Gib aus dem Text über Antibiotika und Darmflora unten den Abschnitt wortgetreu wieder, beginnend mit „Ob und wie lang“ und weiter bis einschließlich „in Verbindung gebracht.“.

# Zu lesender Text:
>>>
Die Wissenschaft hat bislang nur eine ungefähre Ahnung, welche Bakterienstämme hier »die guten« und »die schlechten« sind. »Es ist ein bisschen wie ein Mischwald, der im Gleichgewicht sein muss«, so Solbach. Was man bereits weiß: Antibiotika ändern die Zusammensetzung des Mikrobioms und mindern die Diversität – Letzteres ist grundsätzlich als schlecht anzusehen.

»Jede Antibiotika-Gabe führt zu einer Dysbiose, die nach bisherigem Kenntnisstand bis zu vier Jahre anhalten kann«, so Solbach. An einer Studie mit Neugeborenen mit Verdacht auf Sepsis stieg nach einer Therapie mit Amoxicillin und Cefotaxim beispielsweise die Zahl der fakultativ pathogenen Klebsiellen, während die Zahl der hilfreichen Bifidobakterien sank. 

Ob und wie lang ein Antibiotikum die Darmflora schädigt, kommt auch auf die Substanzklasse an. Eine niederländische Studie mit rund 1400 Erwachsenen zeigte im Jahr 2020, dass die Gabe von Makroliden im Vergleich zu  Chinolonen, Sulfonamiden, Beta-Lactamen und Tetrazyklinen die Darmflora stärker und länger schädigte. 

Schäden gehen über den Darm hinaus

»Eine solche Dysbiose hat Folgen weit über das Intestinum hinaus«, betonte der Mediziner, zum Beispiel wird sie mit Adipositas, Diabetes, chronisch-entzündlichen Darmerkrankungen und sogar Krebs in Verbindung gebracht.
<<<
# Auszüge des Datensatzes:
>>>
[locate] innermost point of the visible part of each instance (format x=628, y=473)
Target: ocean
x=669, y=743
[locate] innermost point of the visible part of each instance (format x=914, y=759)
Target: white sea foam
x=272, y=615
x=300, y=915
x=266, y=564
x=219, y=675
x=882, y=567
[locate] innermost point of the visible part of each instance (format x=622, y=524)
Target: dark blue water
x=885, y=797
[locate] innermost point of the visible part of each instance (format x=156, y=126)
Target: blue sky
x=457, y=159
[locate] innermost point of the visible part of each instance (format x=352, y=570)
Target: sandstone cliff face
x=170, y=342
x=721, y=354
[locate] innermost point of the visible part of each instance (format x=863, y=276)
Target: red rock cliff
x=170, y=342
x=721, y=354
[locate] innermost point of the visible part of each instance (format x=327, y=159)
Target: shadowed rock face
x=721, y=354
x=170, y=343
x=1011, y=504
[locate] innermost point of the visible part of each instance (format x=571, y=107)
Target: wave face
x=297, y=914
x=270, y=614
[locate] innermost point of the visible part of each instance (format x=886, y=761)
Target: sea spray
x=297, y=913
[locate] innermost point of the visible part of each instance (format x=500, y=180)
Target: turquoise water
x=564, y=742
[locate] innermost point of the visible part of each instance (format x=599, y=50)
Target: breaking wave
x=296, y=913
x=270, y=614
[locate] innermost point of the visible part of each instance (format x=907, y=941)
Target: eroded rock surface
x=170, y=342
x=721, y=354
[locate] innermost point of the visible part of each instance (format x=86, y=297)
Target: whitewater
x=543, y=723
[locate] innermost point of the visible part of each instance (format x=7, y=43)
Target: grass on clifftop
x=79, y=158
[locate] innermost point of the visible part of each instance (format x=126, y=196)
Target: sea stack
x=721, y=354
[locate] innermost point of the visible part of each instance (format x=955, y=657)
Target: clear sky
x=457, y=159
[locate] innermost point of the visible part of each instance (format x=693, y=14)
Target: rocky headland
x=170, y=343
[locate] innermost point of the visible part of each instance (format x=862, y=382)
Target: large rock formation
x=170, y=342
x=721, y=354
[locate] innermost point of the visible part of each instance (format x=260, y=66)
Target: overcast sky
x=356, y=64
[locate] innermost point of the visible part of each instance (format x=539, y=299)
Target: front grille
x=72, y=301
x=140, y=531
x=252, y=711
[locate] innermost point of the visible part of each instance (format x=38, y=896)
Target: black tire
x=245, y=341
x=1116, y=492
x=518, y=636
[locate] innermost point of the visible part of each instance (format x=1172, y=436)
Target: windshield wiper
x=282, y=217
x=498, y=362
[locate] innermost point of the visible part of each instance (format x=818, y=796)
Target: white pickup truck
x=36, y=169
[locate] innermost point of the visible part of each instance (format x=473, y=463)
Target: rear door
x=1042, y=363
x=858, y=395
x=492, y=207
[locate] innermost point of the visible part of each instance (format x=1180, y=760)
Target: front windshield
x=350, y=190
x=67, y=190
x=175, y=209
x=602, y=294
<<<
# Antwort:
Ob und wie lang ein Antibiotikum die Darmflora schädigt, kommt auch auf die Substanzklasse an. Eine niederländische Studie mit rund 1400 Erwachsenen zeigte im Jahr 2020, dass die Gabe von Makroliden im Vergleich zu  Chinolonen, Sulfonamiden, Beta-Lactamen und Tetrazyklinen die Darmflora stärker und länger schädigte. 

Schäden gehen über den Darm hinaus

»Eine solche Dysbiose hat Folgen weit über das Intestinum hinaus«, betonte der Mediziner, zum Beispiel wird sie mit Adipositas, Diabetes, chronisch-entzündlichen Darmerkrankungen und sogar Krebs in Verbindung gebracht.